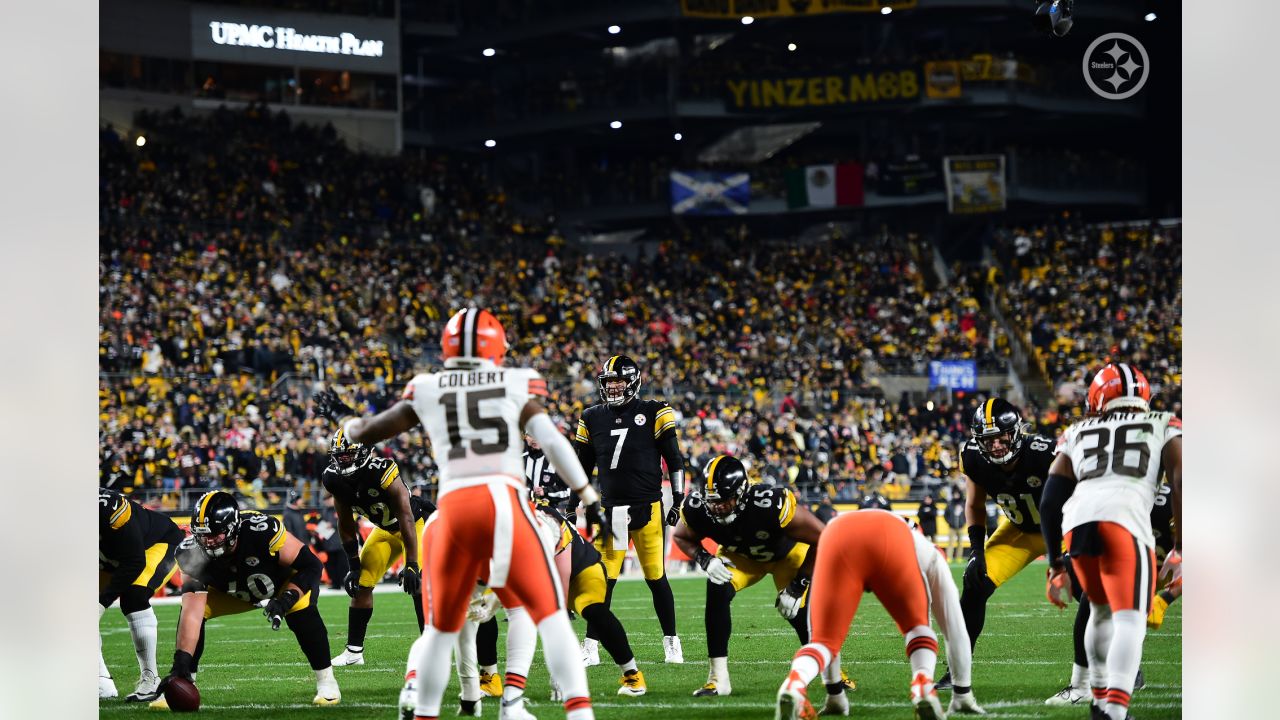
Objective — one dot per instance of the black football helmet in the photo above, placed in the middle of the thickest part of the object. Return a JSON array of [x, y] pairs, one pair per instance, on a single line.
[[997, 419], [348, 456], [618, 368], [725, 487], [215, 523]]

────────

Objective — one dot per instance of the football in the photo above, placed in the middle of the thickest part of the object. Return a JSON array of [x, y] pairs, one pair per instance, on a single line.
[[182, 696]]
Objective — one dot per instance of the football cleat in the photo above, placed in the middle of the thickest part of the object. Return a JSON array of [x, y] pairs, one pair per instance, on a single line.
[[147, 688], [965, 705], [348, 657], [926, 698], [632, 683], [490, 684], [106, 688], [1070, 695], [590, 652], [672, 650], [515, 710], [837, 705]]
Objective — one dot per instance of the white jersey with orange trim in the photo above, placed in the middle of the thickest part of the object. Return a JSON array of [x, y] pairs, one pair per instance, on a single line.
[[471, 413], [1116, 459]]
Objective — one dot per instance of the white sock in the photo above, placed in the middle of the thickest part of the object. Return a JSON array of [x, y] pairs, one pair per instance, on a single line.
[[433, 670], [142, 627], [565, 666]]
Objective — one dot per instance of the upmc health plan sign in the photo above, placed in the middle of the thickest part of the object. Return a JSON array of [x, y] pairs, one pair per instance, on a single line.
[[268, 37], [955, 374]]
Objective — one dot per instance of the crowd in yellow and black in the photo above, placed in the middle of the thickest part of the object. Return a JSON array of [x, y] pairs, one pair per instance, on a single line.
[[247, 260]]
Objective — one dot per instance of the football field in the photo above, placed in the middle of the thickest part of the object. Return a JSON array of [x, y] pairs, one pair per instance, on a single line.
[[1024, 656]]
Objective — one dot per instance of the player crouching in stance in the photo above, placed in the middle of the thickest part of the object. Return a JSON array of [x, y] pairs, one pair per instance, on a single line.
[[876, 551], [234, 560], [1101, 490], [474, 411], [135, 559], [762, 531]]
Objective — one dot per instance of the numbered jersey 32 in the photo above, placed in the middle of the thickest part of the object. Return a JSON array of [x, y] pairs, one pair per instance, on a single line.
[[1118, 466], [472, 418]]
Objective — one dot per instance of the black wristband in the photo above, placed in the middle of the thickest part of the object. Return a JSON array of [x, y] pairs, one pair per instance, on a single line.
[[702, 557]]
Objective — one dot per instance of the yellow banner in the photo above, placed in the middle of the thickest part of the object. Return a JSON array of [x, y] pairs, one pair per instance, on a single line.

────────

Rewrite the part of the listing starting at the line containing "Objective — one dot per instance of the white jersey" and ending at the line containing "[[471, 413], [1116, 459]]", replacing "orange trim" with "blue trim" and leaving everything else unchanged.

• _RESPONSE TO THIS TASK_:
Objective — one dot per instance of the white jersey with blue trim in the photo above, placed in the middle of the thickest part of the object. Return a JSON array of [x, y] pairs, one pair per instance, on a single line.
[[471, 413], [1116, 459]]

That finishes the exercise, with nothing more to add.